Objective:
How many lines in the data below contain the string "given"? Case matters, and the reply should be the number alone.

────────────────────────────────────────

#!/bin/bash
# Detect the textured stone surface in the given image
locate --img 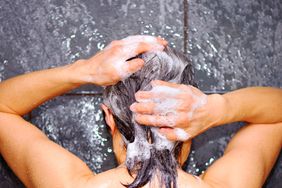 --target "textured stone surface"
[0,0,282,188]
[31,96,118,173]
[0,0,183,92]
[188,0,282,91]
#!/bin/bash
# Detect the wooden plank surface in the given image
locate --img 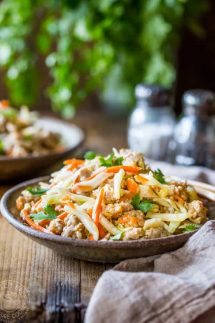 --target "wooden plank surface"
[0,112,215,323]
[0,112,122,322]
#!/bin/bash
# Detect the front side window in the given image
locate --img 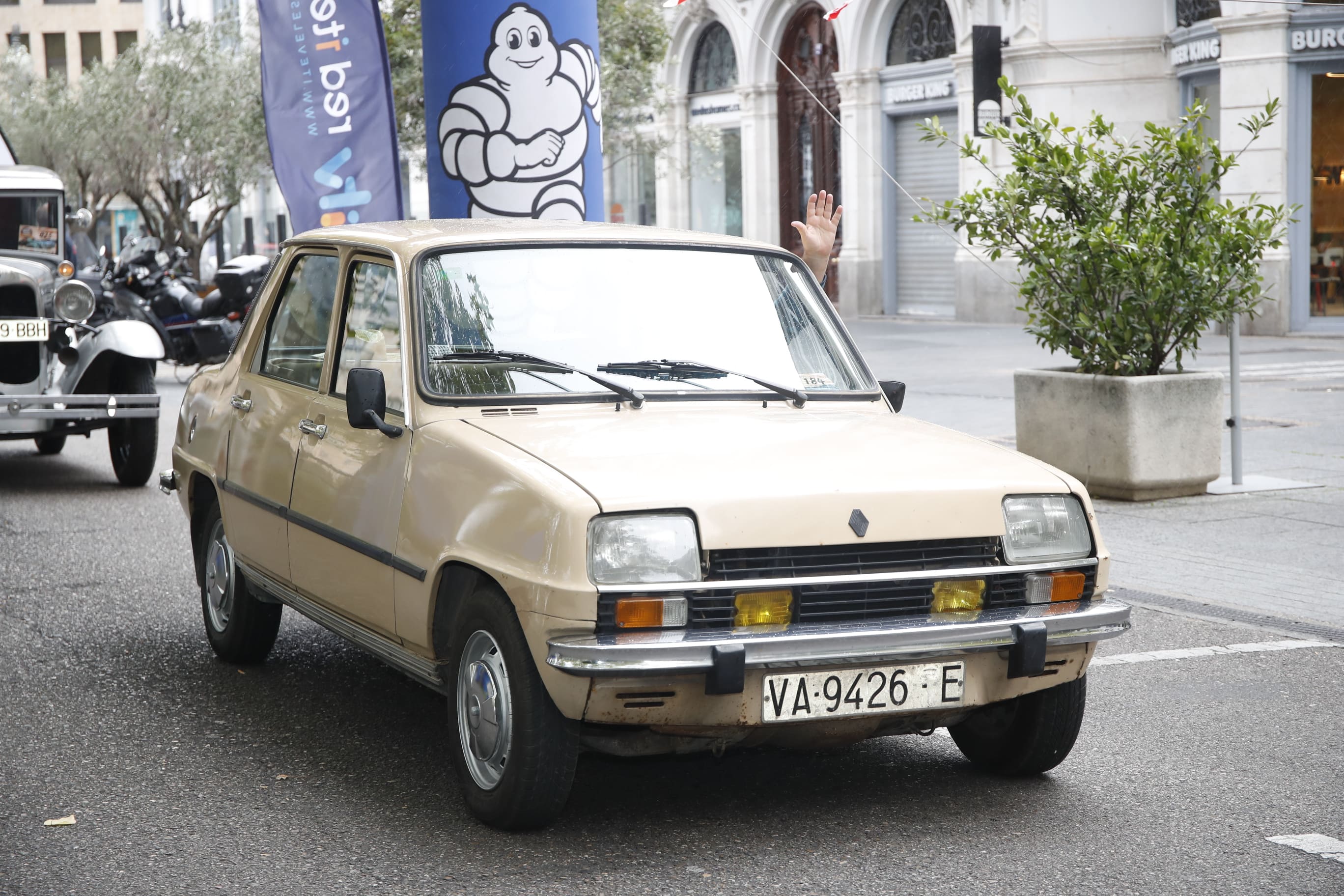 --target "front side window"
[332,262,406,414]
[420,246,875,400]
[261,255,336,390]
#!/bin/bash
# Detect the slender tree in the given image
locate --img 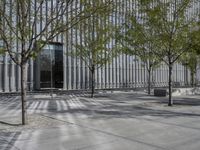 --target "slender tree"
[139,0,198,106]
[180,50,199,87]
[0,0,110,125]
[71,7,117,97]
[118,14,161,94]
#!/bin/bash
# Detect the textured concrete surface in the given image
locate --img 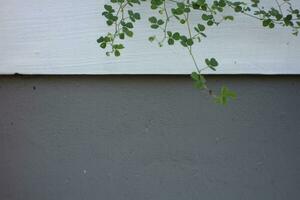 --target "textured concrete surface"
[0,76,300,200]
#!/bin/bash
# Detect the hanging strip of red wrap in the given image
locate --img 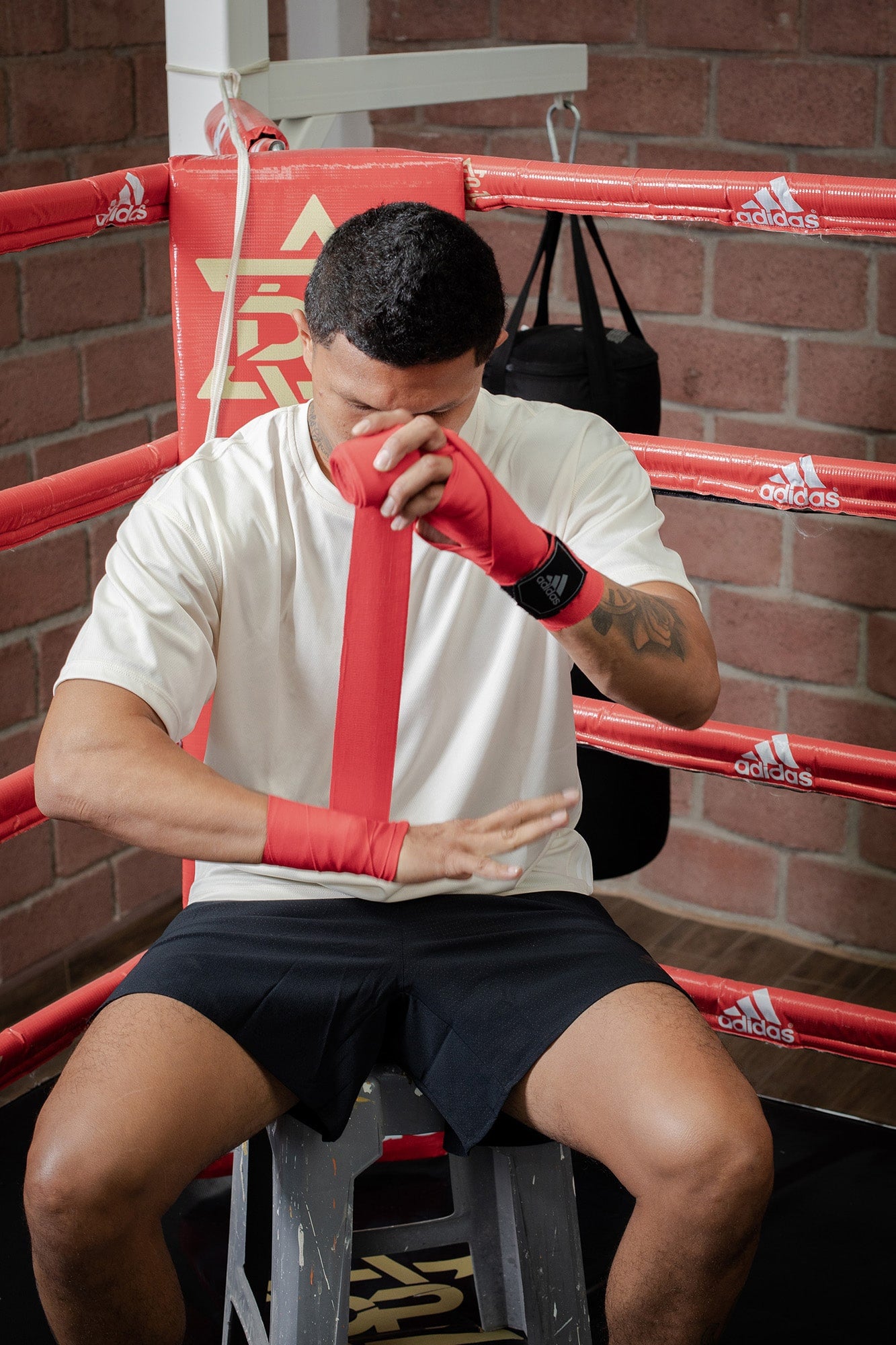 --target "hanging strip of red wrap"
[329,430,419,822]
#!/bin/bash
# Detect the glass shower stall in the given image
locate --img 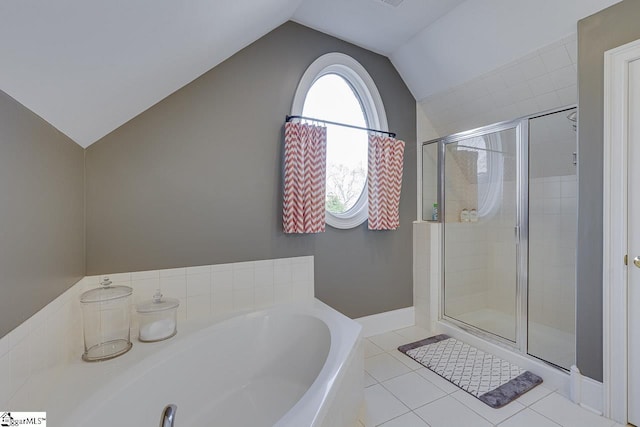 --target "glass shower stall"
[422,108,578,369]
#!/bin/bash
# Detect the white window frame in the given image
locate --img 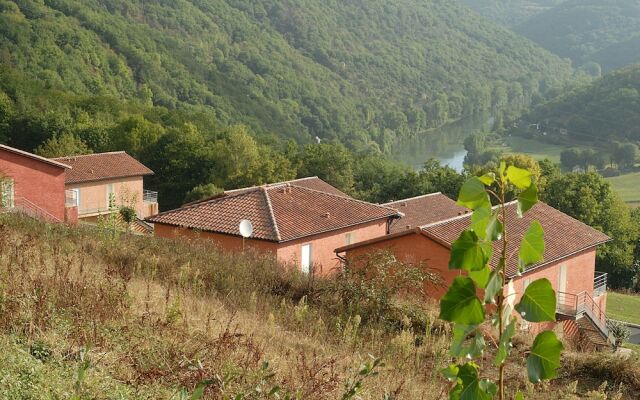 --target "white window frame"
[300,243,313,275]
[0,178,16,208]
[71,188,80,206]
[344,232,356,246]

────────────────────────────────────────

Task result:
8